Pointing entries for named objects
## begin

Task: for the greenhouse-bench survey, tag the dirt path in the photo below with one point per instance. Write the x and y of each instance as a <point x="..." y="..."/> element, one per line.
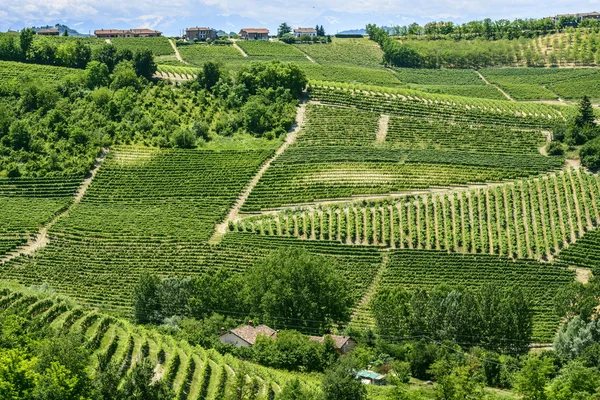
<point x="176" y="50"/>
<point x="363" y="304"/>
<point x="234" y="212"/>
<point x="240" y="49"/>
<point x="40" y="239"/>
<point x="496" y="86"/>
<point x="582" y="275"/>
<point x="382" y="128"/>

## end

■ Task details: Can you put the lines of the items above into a numbered list, skipping blank lines and leaving out the pictures?

■ Correct answer:
1. Task: for the greenhouse-bench survey, tag the dirt path in the photo below with one point per instance. Write the x and y of each instance as a <point x="..." y="..."/> element, one per line.
2. <point x="176" y="50"/>
3. <point x="363" y="304"/>
4. <point x="234" y="212"/>
5. <point x="240" y="49"/>
6. <point x="40" y="239"/>
7. <point x="496" y="86"/>
8. <point x="582" y="275"/>
9. <point x="382" y="128"/>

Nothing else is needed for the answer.